====== 課題文 ======

ようやくリフトに乗ることができ、僕は目を皿にして下りのラインを探しながら登っていきました。小雪のシーズンのせいかまだブッシュが気になるところも多いです。しかし滑ってくるライダーたちを見れば雪の深さはかなりのもので、これならばかなりのマッシュドロップも安全にこなせるはず!

 リフトを降りたらそこはパウダージャンキーの誇り、猛然とダッシュ!狙っていたラインを切り裂くと、特に大きく踏み込んでもいないのに強烈なフェイスショットで視界が遮られます。リフトの上からは「Yeah!!!」と口々に歓声が上がりさらにテンションも上がります。

 しかし、リフトから見るのと実際に滑るのではフィーリングが異なって、意外とブッシュも多く、自分が考えていたラインを滑れているのかもよくわかりません。雪も深いので一つマッシュをドロップしてみましたが、あまりの深さとフラット落ちでストップ。考えてみればこの時に少し頭を冷やせばよかったのですが・・・

 斜面変化で大きく落ち込んでいるところに差し掛かりました。記憶では飛べないほどの大きなギャップはなかったはずで、この雪の深さならGO!とテイクオフしたのですが・・・

 フェイスショットで視界も悪い中無理に踏み切ったので、体軸は斜め左後方にズレていたと思います。あーー、けっこうデカかったなーーえ、着地フラットじゃん。いやブッシュも出てるじゃん、ちゃんと雪に着地できるよなーーとぼんやり思いながら着地へ・・・

ゴキン

聞いたことのない衝撃が左ひざから伝わって僕は肩まで雪に埋まって呆然とドカ雪の暗い空を見上げていました。まさかこれが噂の・・・?

====== 資料 ======

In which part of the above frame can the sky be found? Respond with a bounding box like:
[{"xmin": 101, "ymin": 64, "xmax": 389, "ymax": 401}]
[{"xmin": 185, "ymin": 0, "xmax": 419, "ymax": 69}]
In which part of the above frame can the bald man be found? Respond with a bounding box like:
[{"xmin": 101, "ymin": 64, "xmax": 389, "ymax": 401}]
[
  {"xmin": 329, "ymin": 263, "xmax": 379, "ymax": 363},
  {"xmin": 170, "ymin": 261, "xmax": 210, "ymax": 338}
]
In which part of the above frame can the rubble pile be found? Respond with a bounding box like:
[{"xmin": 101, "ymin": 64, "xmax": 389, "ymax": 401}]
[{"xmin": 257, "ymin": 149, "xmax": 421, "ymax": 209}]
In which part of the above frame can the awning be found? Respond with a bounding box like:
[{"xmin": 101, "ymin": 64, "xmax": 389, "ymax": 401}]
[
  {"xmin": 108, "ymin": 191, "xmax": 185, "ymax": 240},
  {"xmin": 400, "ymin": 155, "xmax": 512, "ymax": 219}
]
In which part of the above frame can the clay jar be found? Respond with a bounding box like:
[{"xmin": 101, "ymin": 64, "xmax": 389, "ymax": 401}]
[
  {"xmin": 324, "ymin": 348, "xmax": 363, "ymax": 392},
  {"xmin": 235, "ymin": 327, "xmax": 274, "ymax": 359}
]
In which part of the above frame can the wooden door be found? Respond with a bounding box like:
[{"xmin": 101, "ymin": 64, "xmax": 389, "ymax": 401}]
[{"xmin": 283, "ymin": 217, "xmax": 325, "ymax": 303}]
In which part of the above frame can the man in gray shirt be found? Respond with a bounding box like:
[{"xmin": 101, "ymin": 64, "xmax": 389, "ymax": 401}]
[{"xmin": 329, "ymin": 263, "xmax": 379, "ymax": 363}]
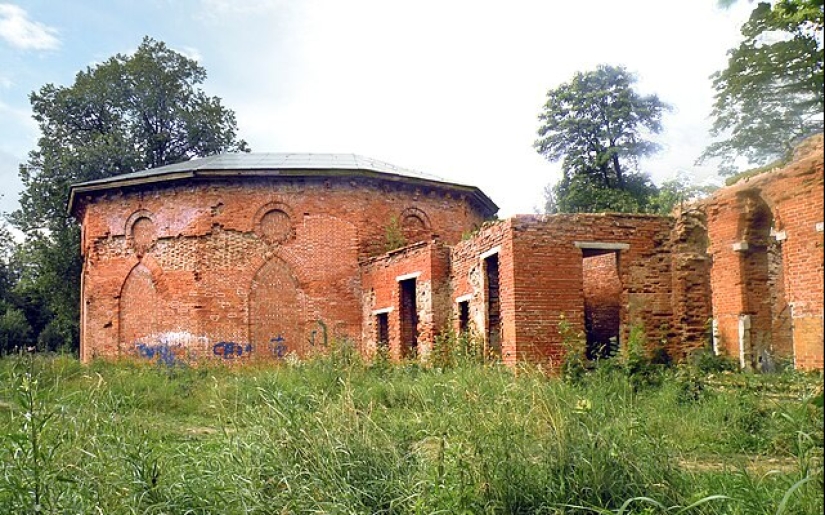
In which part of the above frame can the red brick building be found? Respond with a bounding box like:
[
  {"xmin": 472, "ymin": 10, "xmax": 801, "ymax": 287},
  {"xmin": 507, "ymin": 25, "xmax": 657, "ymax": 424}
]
[
  {"xmin": 70, "ymin": 154, "xmax": 497, "ymax": 361},
  {"xmin": 70, "ymin": 144, "xmax": 823, "ymax": 368},
  {"xmin": 698, "ymin": 134, "xmax": 824, "ymax": 369}
]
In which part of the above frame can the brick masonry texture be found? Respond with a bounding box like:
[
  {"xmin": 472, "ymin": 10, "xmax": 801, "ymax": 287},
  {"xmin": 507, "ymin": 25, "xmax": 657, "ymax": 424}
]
[
  {"xmin": 75, "ymin": 136, "xmax": 823, "ymax": 369},
  {"xmin": 697, "ymin": 134, "xmax": 823, "ymax": 369},
  {"xmin": 75, "ymin": 178, "xmax": 482, "ymax": 360}
]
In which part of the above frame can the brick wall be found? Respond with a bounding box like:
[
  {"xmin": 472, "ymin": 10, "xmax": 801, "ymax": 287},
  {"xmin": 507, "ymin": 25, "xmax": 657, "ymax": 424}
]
[
  {"xmin": 512, "ymin": 214, "xmax": 680, "ymax": 365},
  {"xmin": 448, "ymin": 220, "xmax": 520, "ymax": 365},
  {"xmin": 80, "ymin": 178, "xmax": 482, "ymax": 360},
  {"xmin": 699, "ymin": 135, "xmax": 823, "ymax": 369},
  {"xmin": 361, "ymin": 241, "xmax": 450, "ymax": 359}
]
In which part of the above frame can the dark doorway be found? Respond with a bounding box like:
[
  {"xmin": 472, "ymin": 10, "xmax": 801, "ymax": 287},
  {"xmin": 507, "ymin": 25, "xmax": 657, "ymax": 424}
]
[
  {"xmin": 375, "ymin": 313, "xmax": 390, "ymax": 348},
  {"xmin": 458, "ymin": 300, "xmax": 470, "ymax": 334},
  {"xmin": 582, "ymin": 249, "xmax": 622, "ymax": 359},
  {"xmin": 484, "ymin": 254, "xmax": 501, "ymax": 356},
  {"xmin": 398, "ymin": 279, "xmax": 418, "ymax": 358}
]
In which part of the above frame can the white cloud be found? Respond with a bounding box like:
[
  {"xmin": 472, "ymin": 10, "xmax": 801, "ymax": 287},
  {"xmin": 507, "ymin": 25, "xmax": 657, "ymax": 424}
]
[
  {"xmin": 175, "ymin": 46, "xmax": 203, "ymax": 63},
  {"xmin": 200, "ymin": 0, "xmax": 285, "ymax": 20},
  {"xmin": 0, "ymin": 4, "xmax": 60, "ymax": 50}
]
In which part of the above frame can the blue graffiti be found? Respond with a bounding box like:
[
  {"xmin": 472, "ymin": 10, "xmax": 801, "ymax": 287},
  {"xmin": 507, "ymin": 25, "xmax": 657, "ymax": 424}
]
[
  {"xmin": 135, "ymin": 343, "xmax": 186, "ymax": 367},
  {"xmin": 212, "ymin": 342, "xmax": 252, "ymax": 359},
  {"xmin": 269, "ymin": 334, "xmax": 287, "ymax": 359}
]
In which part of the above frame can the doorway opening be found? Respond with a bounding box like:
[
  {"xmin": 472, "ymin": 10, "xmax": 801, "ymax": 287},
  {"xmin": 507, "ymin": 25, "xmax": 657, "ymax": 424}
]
[
  {"xmin": 375, "ymin": 313, "xmax": 390, "ymax": 349},
  {"xmin": 582, "ymin": 249, "xmax": 622, "ymax": 360},
  {"xmin": 398, "ymin": 278, "xmax": 418, "ymax": 358},
  {"xmin": 484, "ymin": 254, "xmax": 501, "ymax": 356}
]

======

■ 課題
深い新雪の斜面で跳んで着地した体験を語る文章の続きを、最後の文の後から書き継げ。

■ 解答例
音はしたものの、そんなに痛くはない。いや、受傷直後で脳内麻薬が出てるだけ?リフトの上から「Are you OK?」とみんなが声をかけてくれるので、日本人らしく「I'm OK!」と答えておいたけれどまったく自信はない。実際のところ、その後どうみても目の前にあるストックを見逃して10分ほど雪を掘って探してしまうというくらい、僕は動転していました。

異変

ストックを見つけ、軽く屈伸し、激痛みたいなものはなし。さっきの音は気になるけど、指や首の関節だってぽきぽき鳴らせるんだからきっと膝の関節だって・・・(←希望的推論) まあ今日はリフト代はもったいないけど大事をとってこれで上がって、、、と思いながら圧雪コースに向けてトラバースを開始すると、

コキン

ガーン、ひざ下が外旋外転方向に曲がったーー!!ホラーだ! 
思わず雪に倒れこむ。これいかん奴や。
角度としては大したことはなかったと思うけれど、確かに体重をかけたら膝が亜脱臼して外旋外転方向にスキーが逃げてしまう。一気に世界が灰色に(もともとドカ雪で灰色だけど)なって崩れていくような絶望。

なんとか気を取り直して、深い雪を恐る恐るかき分け、圧雪コースに降りるギャップを外れる膝で飛び越え、片足スキーでフェアリーなホテルの建つボトムへ・・・パトさんにカラ元気を出して「いやー膝やっちゃいましたよーー今日見てもらえる医療機関はどこでしょう?」と笑顔で聞いて、しかし心の中は底まで落ちてしょんぼりとよろけてこけたりしながら駐車場まで足を引きずって戻りました。

実は普段はテレマークスキーを履いている僕ですが、今日はちょっと浮気してアルペン極太板で来ていました。そして解放値はたったの4.5だったという・・・
白馬の病院で徒手検査をしていただき、「動揺性は大きくはないが損傷している可能性はある。とはいえ手術適応というほどではないのではないか」というお言葉を頂いて、なんだか釈然としない気持ちで八ヶ岳山麓に帰りました。(オートマ車は片足で運転できて便利です)

解放値目盛り(黒いピースの真ん中に灰色の線)は後ろに下がり切っている。4.5くらい。

振り返り

僕の体重は67キロで、それなりに強度高く滑る方だと思います。解放値4.5など、激しく滑れば誤開放が起きることが予想されるので普通はもっと高くすると思います。そんな解放値で靭帯を損傷してしまったというのはいったいどういうことでしょう。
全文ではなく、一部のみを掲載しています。